Jumat, 7 Februari 2025

JANG COBA MASO…! Rakyat Kembali Usir Kapal Angkut Alat PT. TMS  Keluar Dari Sangihe: Tak Ada Ijin Dikawal 150 Polisi

TAHUNA- Kamis , 3 Januari 2022, jam 16.00 sore, sebuah kapal landing craft – tank (LCT) bernama Artha Bumi Sabit yang membawa alat-alat bor PT. Tambang Mas Sangihe (TMS) kembali mendapatkan penghadangan dari masyarakat yang tergabung dalam Save Sangihe Island. LCT tersebut, berlabuh di Teluk Tahuna tepatnya di depan pasar pasar Towo Tahuna.

Masyarakat dari beberapa kampung, yang beberapa hari belakangan ini mendapatkan informasi rencana mobilisasi alat berat TMS tersebut, langsung bergerak ke Tahuna. Karena jarak kapal dengan boulevard Tahuna agak jauh, masyarakat berdiri di pinggir jalan (di atas jalan) memegang spanduk penolakan PT.TMS dan dihadapkan ke arah LCT.

Video kapal yang mengangkut peralatan tambang PT TMS yang mencoba masuk Pulau Sangihe, Jumat (4/2):

Informasi yang diperoleh, LCT itu enggan langsung berlabuh di Pelabuhan Pananaru karena sudah dijaga oleh masyarakat.

Mereka masuk ke Pelabuhan Tahuna bermaksud menghindari hal-hal yang tidak diinginkan dan mengajukan permohonan perlindungan keamanan kepada aparat kepolisian dari Polres Sangihe.

Sekitar, pukul 19.00 malam diperoleh infomasi bahwa LCT akan berangkat ke Pelabuhan Pananaru untuk menurunkan alat berat PT.TMS yang di muat. Adapun muatannya yang sempat tertangkap kamera adalah mesin bor (drilling), container yang bertuliskan Indo Drill yang di dimuat dalam truk, serta dua truk lain, muatan lainnya yang ditutup dengan terpal.
Pukul 22.00, LCT tersebut berangkat dari teluk Tahuna menuju Pananaru.

Tanpa dikomando, masyarakat yang dari kampung Menggawa, Bowone, Salurang dan Binebas langsung naik kendaraan pick up masing bergerak menuju Pananaru.

Awalnya ketika LCT berangkat, ada juga masyarakat yang mengikuti dengan perahu pamo, tujuannya memastikan haluan kapal berbelok ke arah Pananaru atau ke kanan ke arah Malebur. Setelah yakin LCT menuju Pananaru beberapa orang yang naik perahu Pamo tersebut kembali ke daratan, lalu bergegas ke Pananaru dengan kendaraan pickup.

Pukul 01.00 dini hari, LCT memasuki Pelabuhan Ferry Pananaru. Di dalam kompleks Pelabuhan sudah dipenuhi aparat kepolisian dari Polres Sangihe.

Dikawal 100 Polisi

Berdasarkan surat tugas yang ditunjukkan oleh Kapolres Sangihe kepada Koordinator SSI Tamako, Ridwan Lahopang (Opo Lao Menggawa), jumlah personil aparat yang ditugaskan sebanyak 100 orang (sesuai daftar nama), lalu ditambah lagi dari polsek-polsek terdekat dengan lokasi Pelabuhan Pananaru 10 orang personil per polsek.

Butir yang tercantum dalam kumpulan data
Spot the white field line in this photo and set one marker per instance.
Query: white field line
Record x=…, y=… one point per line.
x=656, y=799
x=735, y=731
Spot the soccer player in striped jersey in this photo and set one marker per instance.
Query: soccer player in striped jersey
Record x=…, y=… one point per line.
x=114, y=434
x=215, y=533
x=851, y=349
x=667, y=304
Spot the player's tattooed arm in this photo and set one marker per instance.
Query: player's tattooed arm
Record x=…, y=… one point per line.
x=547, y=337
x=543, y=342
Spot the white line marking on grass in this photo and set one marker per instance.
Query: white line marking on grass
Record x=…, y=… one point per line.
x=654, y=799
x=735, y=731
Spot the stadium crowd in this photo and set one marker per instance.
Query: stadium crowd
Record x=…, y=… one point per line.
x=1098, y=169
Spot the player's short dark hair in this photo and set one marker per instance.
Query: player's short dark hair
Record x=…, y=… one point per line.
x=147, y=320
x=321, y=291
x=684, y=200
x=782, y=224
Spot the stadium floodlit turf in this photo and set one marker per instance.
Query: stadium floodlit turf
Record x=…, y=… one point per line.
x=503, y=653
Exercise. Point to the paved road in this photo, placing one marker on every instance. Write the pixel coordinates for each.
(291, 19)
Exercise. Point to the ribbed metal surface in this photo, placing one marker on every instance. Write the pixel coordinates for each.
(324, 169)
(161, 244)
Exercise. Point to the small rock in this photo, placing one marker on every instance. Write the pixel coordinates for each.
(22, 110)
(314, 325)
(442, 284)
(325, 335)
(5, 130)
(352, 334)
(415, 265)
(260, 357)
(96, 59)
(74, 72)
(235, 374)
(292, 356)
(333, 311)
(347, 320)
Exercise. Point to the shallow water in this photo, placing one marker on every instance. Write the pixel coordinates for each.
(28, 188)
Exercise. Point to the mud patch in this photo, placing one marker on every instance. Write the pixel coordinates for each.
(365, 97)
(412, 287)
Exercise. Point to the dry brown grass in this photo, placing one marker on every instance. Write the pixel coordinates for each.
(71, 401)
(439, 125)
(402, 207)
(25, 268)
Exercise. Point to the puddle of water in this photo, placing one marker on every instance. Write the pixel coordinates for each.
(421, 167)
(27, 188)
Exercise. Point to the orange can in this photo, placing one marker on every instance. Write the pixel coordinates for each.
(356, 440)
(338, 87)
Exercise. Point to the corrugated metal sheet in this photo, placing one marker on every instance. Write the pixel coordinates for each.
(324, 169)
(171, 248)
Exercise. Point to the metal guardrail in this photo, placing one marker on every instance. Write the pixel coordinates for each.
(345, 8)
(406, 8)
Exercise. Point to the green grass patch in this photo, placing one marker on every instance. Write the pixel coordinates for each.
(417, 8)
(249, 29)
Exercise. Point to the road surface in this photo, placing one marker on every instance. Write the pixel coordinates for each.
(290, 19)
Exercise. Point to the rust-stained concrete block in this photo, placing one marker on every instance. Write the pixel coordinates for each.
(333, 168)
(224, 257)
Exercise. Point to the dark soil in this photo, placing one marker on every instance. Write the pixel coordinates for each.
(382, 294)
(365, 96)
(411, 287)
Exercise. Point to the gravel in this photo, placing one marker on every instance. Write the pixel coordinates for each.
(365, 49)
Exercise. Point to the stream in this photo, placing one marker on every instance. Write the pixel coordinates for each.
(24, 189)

▶ [Tugas]:
Tulis ulang bagian teks mulai dari kata "Sekitar, pukul 19.00" sampai dengan "bergerak menuju Pananaru.", lalu gantilah "terpal" dengan "kanvas". Kerjakan hanya dengan berpedoman pada teks di atas.

▶ [Jawaban]:
Sekitar, pukul 19.00 malam diperoleh infomasi bahwa LCT akan berangkat ke Pelabuhan Pananaru untuk menurunkan alat berat PT.TMS yang di muat. Adapun muatannya yang sempat tertangkap kamera adalah mesin bor (drilling), container yang bertuliskan Indo Drill yang di dimuat dalam truk, serta dua truk lain, muatan lainnya yang ditutup dengan kanvas.
Pukul 22.00, LCT tersebut berangkat dari teluk Tahuna menuju Pananaru.

Tanpa dikomando, masyarakat yang dari kampung Menggawa, Bowone, Salurang dan Binebas langsung naik kendaraan pick up masing bergerak menuju Pananaru.